_Task statement_.
Rename "instance" to "object" wherever it occurs in the rows below, and reproduce the rows with every other character untouched.

·····

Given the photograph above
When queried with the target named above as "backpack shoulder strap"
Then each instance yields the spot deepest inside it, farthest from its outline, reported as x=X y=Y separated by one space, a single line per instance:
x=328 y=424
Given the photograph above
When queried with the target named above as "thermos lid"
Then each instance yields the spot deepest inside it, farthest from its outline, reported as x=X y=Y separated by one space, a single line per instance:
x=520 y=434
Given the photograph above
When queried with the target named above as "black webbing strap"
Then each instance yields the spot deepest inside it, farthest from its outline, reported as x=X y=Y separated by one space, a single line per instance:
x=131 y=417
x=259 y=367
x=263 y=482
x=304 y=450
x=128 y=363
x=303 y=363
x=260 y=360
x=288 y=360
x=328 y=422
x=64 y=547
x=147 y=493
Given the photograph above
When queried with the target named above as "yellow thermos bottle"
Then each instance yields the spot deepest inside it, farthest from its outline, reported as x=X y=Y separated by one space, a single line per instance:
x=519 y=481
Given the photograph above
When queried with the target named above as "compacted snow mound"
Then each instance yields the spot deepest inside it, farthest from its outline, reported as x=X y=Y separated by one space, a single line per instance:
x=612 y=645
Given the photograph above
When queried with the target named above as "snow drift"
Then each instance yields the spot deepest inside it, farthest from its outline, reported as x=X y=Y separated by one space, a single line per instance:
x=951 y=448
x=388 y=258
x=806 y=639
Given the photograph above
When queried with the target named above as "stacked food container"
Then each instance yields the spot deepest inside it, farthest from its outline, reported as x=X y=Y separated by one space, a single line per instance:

·····

_Complete response_.
Given the photograph above
When queried with the target named above as "backpack shoulder strap"
Then each object yields the spot deepest inside it, farthest from its outline, reported as x=X y=Y separated by one space, a single line per object:
x=328 y=424
Given the photograph above
When queried with the target named above as "thermos lid"
Then each object yields the spot deepest inside it, farthest from its outline, reported as x=X y=Y separated by one space, a single line per object:
x=520 y=434
Given the photograph above
When queried with the target named above as "black webbing strap"
Then each object yields the spot deepest inside it, farthest from its outline, reported as x=X y=Y separated by one space, a single line per object:
x=131 y=417
x=259 y=367
x=263 y=482
x=304 y=450
x=128 y=363
x=303 y=363
x=260 y=360
x=288 y=360
x=328 y=422
x=64 y=547
x=147 y=493
Given the photograph above
When queried with the target named above as "yellow thermos bottle"
Then each object yields the spot deepest inside it, farthest from its outline, reported as x=X y=Y separated by one space, a single line per object:
x=519 y=481
Given the photograph above
When queried with the target named above as "compacted snow mound"
Then each object yields the spot deepest inside it, farthest from its outline, reported as x=X y=Y separated by one space, a single line per object:
x=612 y=645
Given the photograph above
When queried with the target named above as "snow drift"
Then each object yields the spot deepest inside it, farthest from its outline, reported as x=X y=Y separated by one space, a single line per object:
x=951 y=448
x=388 y=258
x=806 y=639
Given the photograph above
When queried with the target named above as "stacked food container"
Then each object yields the spot deepest inside it, farthest from its outline, reported as x=X y=Y separated by one space, a single line per object:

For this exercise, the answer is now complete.